- [Trecho selecionado]:
Dominação literária²

Com os olhos brilhantes, minha professora do primário falava sobre a importância da leitura, sobretudo a da escrita. Não adiantava – essas competências estavam atreladas num alto nível de dependência. Desde muito pequena sempre fui incentivada e atraída pelos textos literários.

Comecei com a literatura amistosa de Ana Maria Machado. Depois a doçura de Ruth Rocha arrebatou meu coração! Cecília Meirelles me mostrou o que era uma poesia. Lembro-me das rimas, dos versos e estrofes que cirandavam entre as linhas do livrinho paradidático. Monteiro Lobato era de lei no fundamental I. Como não ovacionar tamanha criatividade?

Não demorou muito e Pedro Bandeira deu as caras na minha vida de pequena leitora. Passava horas a fio lendo as obras de sua autoria e imaginando perseguições policiais, paixonites agudas e dilemas infanto-juvenis. Não tínhamos Facebook, Instagram ou WhatsApp, mas tínhamos imaginação fértil e isso era fantástico.

- [Itens fornecidos]:
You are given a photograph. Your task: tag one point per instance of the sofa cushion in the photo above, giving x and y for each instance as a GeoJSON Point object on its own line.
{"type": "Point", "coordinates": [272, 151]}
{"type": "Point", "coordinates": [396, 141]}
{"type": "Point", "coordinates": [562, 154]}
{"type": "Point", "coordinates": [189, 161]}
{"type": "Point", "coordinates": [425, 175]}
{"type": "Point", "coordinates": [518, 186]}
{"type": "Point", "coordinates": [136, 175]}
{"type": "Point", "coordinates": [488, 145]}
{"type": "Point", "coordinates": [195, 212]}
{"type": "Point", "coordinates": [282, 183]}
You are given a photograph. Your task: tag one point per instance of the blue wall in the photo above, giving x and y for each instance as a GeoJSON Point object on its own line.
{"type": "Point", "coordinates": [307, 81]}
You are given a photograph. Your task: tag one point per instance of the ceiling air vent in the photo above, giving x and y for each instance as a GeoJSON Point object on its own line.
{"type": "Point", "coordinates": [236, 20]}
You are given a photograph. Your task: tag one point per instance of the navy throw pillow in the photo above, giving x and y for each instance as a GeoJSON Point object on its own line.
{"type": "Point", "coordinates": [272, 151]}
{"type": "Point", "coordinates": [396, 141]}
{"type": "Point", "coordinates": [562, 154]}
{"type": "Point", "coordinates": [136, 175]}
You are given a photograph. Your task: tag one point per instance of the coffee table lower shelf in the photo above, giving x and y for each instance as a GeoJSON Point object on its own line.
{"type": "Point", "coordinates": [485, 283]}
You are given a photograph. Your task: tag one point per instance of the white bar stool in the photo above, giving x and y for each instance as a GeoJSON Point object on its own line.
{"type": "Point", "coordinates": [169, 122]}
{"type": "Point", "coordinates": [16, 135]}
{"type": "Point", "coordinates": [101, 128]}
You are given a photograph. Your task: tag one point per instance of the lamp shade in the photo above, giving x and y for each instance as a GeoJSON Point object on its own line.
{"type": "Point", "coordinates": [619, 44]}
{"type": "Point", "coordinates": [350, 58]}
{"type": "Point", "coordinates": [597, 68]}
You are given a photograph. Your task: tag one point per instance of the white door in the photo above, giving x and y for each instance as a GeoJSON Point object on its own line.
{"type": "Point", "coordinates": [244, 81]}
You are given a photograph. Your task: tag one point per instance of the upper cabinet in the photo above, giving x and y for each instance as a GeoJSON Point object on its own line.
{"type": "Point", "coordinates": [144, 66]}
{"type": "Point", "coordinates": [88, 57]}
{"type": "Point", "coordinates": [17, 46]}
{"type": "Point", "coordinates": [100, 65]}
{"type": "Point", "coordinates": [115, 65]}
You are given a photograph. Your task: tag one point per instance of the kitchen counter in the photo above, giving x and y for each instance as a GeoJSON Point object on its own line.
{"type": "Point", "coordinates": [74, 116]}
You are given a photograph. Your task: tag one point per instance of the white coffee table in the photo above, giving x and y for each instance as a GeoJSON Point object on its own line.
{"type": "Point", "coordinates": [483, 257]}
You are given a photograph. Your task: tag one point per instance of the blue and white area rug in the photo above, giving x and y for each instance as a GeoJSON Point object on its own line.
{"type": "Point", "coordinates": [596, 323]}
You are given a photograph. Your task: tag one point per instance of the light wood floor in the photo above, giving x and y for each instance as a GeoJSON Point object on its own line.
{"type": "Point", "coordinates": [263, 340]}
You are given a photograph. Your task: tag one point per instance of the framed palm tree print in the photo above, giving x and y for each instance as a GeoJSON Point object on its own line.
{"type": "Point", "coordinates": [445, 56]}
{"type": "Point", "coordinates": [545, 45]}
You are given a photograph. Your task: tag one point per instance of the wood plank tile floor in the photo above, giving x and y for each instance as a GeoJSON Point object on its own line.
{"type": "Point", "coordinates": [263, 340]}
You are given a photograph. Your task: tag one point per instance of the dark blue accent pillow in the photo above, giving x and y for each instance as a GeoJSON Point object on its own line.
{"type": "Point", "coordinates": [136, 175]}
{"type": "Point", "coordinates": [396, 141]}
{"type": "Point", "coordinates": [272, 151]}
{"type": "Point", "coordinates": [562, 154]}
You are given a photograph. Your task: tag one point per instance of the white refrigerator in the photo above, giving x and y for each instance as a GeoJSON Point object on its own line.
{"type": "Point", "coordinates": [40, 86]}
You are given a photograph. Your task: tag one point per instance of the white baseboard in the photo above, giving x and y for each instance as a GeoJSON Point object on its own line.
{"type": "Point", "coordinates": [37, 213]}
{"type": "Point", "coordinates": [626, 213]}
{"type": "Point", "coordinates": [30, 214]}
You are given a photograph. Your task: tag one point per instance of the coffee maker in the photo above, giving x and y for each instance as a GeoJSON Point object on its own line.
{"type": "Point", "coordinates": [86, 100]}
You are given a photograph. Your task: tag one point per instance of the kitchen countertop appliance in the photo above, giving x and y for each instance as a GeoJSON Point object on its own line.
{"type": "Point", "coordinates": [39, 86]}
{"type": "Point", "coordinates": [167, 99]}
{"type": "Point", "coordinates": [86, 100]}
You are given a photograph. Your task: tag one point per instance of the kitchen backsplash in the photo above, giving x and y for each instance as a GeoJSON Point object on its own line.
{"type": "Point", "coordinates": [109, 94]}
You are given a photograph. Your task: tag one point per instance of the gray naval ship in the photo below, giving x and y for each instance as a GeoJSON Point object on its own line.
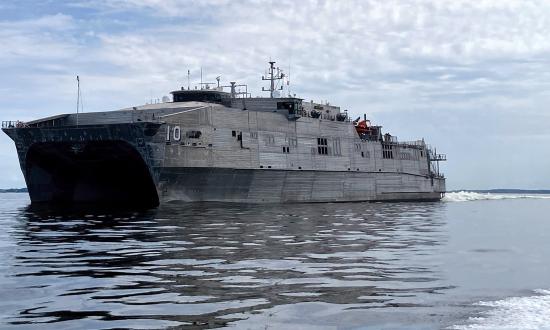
{"type": "Point", "coordinates": [220, 144]}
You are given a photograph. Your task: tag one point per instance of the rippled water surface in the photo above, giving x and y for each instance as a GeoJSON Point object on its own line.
{"type": "Point", "coordinates": [303, 266]}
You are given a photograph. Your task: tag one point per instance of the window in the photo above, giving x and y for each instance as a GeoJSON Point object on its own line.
{"type": "Point", "coordinates": [322, 146]}
{"type": "Point", "coordinates": [269, 139]}
{"type": "Point", "coordinates": [290, 106]}
{"type": "Point", "coordinates": [194, 134]}
{"type": "Point", "coordinates": [336, 148]}
{"type": "Point", "coordinates": [387, 151]}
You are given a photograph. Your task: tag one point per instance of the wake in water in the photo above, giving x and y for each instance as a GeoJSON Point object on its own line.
{"type": "Point", "coordinates": [531, 312]}
{"type": "Point", "coordinates": [465, 196]}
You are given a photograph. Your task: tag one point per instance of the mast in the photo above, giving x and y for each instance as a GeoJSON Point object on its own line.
{"type": "Point", "coordinates": [272, 78]}
{"type": "Point", "coordinates": [77, 98]}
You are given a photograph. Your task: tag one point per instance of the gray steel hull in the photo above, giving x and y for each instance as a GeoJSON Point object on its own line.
{"type": "Point", "coordinates": [283, 186]}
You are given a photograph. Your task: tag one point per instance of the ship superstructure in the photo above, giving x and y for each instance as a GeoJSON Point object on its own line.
{"type": "Point", "coordinates": [210, 144]}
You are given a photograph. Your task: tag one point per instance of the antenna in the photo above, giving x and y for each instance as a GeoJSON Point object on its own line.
{"type": "Point", "coordinates": [272, 78]}
{"type": "Point", "coordinates": [77, 98]}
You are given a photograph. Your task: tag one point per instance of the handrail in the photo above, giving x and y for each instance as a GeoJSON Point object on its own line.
{"type": "Point", "coordinates": [13, 124]}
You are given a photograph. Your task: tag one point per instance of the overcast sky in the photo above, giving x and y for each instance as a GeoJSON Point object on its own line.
{"type": "Point", "coordinates": [471, 77]}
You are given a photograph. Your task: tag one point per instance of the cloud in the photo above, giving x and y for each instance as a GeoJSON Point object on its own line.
{"type": "Point", "coordinates": [422, 68]}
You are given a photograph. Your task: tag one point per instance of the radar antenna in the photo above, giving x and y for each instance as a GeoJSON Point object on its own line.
{"type": "Point", "coordinates": [272, 78]}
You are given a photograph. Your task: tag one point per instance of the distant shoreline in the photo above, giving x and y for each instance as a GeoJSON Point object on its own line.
{"type": "Point", "coordinates": [505, 191]}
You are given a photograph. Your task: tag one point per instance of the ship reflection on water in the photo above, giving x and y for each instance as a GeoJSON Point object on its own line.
{"type": "Point", "coordinates": [210, 265]}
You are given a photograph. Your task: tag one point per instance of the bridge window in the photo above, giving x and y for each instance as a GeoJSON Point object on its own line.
{"type": "Point", "coordinates": [322, 146]}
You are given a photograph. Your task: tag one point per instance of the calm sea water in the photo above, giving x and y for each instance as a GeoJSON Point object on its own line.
{"type": "Point", "coordinates": [472, 261]}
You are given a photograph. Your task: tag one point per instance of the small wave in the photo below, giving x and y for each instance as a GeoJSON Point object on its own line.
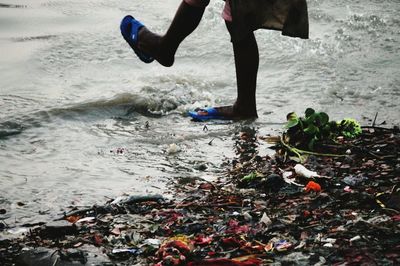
{"type": "Point", "coordinates": [368, 23]}
{"type": "Point", "coordinates": [33, 38]}
{"type": "Point", "coordinates": [12, 6]}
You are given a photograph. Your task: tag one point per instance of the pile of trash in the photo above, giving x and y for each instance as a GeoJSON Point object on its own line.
{"type": "Point", "coordinates": [266, 210]}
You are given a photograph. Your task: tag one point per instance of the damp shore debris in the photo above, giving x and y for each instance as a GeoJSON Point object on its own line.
{"type": "Point", "coordinates": [266, 210]}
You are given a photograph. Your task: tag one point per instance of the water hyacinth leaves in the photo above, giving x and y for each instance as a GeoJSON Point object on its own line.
{"type": "Point", "coordinates": [349, 128]}
{"type": "Point", "coordinates": [307, 130]}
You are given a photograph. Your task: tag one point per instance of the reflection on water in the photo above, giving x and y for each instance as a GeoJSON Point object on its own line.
{"type": "Point", "coordinates": [72, 94]}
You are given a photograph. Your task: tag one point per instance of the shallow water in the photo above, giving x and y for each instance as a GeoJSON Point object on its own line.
{"type": "Point", "coordinates": [72, 94]}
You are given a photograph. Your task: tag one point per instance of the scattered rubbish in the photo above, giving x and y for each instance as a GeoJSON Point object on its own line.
{"type": "Point", "coordinates": [312, 186]}
{"type": "Point", "coordinates": [264, 219]}
{"type": "Point", "coordinates": [354, 180]}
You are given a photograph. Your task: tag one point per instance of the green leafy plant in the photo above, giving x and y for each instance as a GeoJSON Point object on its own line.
{"type": "Point", "coordinates": [305, 132]}
{"type": "Point", "coordinates": [315, 128]}
{"type": "Point", "coordinates": [349, 128]}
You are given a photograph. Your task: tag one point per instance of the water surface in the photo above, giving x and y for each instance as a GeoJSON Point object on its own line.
{"type": "Point", "coordinates": [72, 94]}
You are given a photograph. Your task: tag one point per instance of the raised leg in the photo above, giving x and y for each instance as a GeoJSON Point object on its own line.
{"type": "Point", "coordinates": [163, 47]}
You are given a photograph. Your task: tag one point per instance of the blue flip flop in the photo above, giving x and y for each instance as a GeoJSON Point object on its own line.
{"type": "Point", "coordinates": [212, 113]}
{"type": "Point", "coordinates": [130, 31]}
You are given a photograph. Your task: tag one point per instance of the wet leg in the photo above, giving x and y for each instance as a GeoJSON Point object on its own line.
{"type": "Point", "coordinates": [246, 64]}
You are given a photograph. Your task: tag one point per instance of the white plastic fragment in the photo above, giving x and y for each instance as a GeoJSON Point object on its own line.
{"type": "Point", "coordinates": [152, 242]}
{"type": "Point", "coordinates": [302, 171]}
{"type": "Point", "coordinates": [173, 148]}
{"type": "Point", "coordinates": [265, 220]}
{"type": "Point", "coordinates": [329, 240]}
{"type": "Point", "coordinates": [247, 216]}
{"type": "Point", "coordinates": [356, 238]}
{"type": "Point", "coordinates": [86, 219]}
{"type": "Point", "coordinates": [286, 178]}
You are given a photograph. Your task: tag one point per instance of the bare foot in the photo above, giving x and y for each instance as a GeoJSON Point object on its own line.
{"type": "Point", "coordinates": [230, 112]}
{"type": "Point", "coordinates": [151, 43]}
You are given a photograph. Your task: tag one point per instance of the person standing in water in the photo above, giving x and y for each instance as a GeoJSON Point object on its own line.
{"type": "Point", "coordinates": [242, 18]}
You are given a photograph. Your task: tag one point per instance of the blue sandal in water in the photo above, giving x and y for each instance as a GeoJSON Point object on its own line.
{"type": "Point", "coordinates": [130, 31]}
{"type": "Point", "coordinates": [205, 114]}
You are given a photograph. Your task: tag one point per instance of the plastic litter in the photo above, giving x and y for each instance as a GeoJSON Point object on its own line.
{"type": "Point", "coordinates": [302, 171]}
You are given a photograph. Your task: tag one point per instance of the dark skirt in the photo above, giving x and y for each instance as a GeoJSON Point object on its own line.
{"type": "Point", "coordinates": [288, 16]}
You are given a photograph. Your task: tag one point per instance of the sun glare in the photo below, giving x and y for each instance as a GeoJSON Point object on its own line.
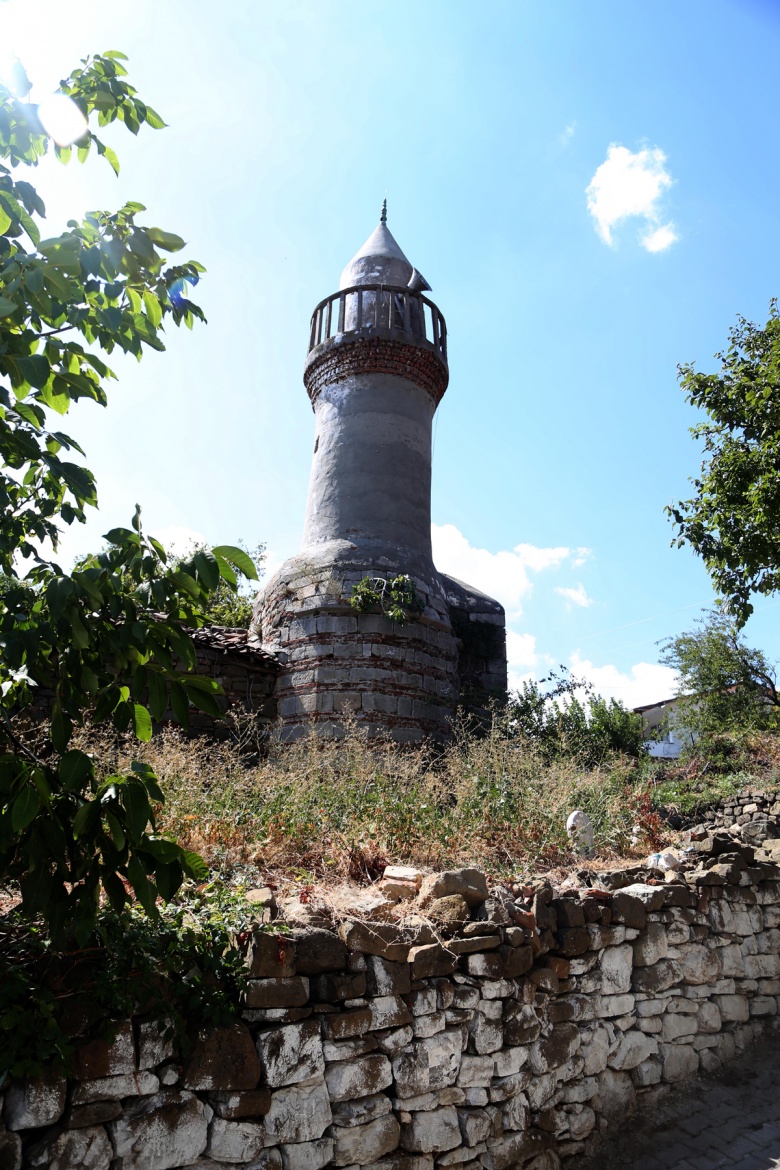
{"type": "Point", "coordinates": [62, 119]}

- [Sua tarefa]: No trecho selecionado, qual autora é apontada como quem mostrou o que era uma poesia?

- [Resposta modelo]: Cecília Meirelles.